== Raw data ==
----------------
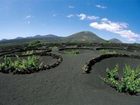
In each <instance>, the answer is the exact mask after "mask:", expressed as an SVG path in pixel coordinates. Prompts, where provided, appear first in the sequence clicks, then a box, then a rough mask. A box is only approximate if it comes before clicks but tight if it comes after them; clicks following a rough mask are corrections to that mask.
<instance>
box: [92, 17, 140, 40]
mask: <svg viewBox="0 0 140 105" xmlns="http://www.w3.org/2000/svg"><path fill="white" fill-rule="evenodd" d="M90 26H91V27H92V28H96V29H99V30H106V31H109V32H112V33H115V34H119V35H120V36H121V37H124V38H127V39H128V40H129V41H136V39H137V38H139V34H137V33H134V32H132V31H131V30H129V29H128V24H127V23H121V22H112V21H110V20H108V19H107V18H102V19H101V20H100V22H92V23H90Z"/></svg>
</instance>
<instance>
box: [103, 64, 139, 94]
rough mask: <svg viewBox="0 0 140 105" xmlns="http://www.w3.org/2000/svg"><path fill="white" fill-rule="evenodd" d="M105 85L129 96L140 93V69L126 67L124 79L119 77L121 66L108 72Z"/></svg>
mask: <svg viewBox="0 0 140 105" xmlns="http://www.w3.org/2000/svg"><path fill="white" fill-rule="evenodd" d="M106 73H107V75H106V78H103V80H104V81H105V83H107V84H109V85H110V86H111V87H113V88H115V89H116V90H117V91H118V92H126V93H129V94H132V95H133V94H137V93H139V92H140V67H137V68H136V69H133V68H131V67H130V66H129V65H125V67H124V69H123V75H122V77H121V76H120V75H119V66H118V65H116V66H115V67H114V68H113V69H111V70H110V69H107V70H106Z"/></svg>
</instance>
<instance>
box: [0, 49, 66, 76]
----------------
== Description of the task ==
Set down all of the material above word for word, omitting the pictures.

== Output for this exercise ==
In each <instance>, the answer is the exact mask after "mask:", expressed as an SVG path in pixel coordinates. Prompts, where provided, appear first in the sequence clicks, then a box, then a rough mask. A box is only approximate if it comes before clicks but tight if it comes after them; clicks following a rough mask are corrections to that mask.
<instance>
box: [92, 17, 140, 40]
mask: <svg viewBox="0 0 140 105" xmlns="http://www.w3.org/2000/svg"><path fill="white" fill-rule="evenodd" d="M90 26H91V27H92V28H96V29H99V30H106V31H109V32H112V33H115V34H119V35H120V36H121V37H124V38H127V39H128V40H129V41H136V39H137V38H139V34H137V33H134V32H132V31H131V30H129V29H128V24H127V23H121V22H112V21H110V20H108V19H107V18H102V19H101V20H100V22H92V23H90Z"/></svg>
</instance>
<instance>
box: [103, 64, 139, 94]
rough mask: <svg viewBox="0 0 140 105" xmlns="http://www.w3.org/2000/svg"><path fill="white" fill-rule="evenodd" d="M105 85L129 96L140 93V69L126 67L124 79L119 77L121 66L108 72Z"/></svg>
mask: <svg viewBox="0 0 140 105" xmlns="http://www.w3.org/2000/svg"><path fill="white" fill-rule="evenodd" d="M106 73H107V75H106V78H103V80H104V81H105V83H107V84H109V85H110V86H111V87H113V88H115V89H116V90H117V91H118V92H126V93H129V94H132V95H133V94H137V93H139V92H140V67H137V68H136V69H133V68H131V67H130V66H129V65H125V67H124V69H123V75H122V77H121V76H120V75H119V66H118V65H116V66H115V67H114V68H113V69H111V70H110V69H107V70H106Z"/></svg>
</instance>
<instance>
box: [0, 49, 66, 76]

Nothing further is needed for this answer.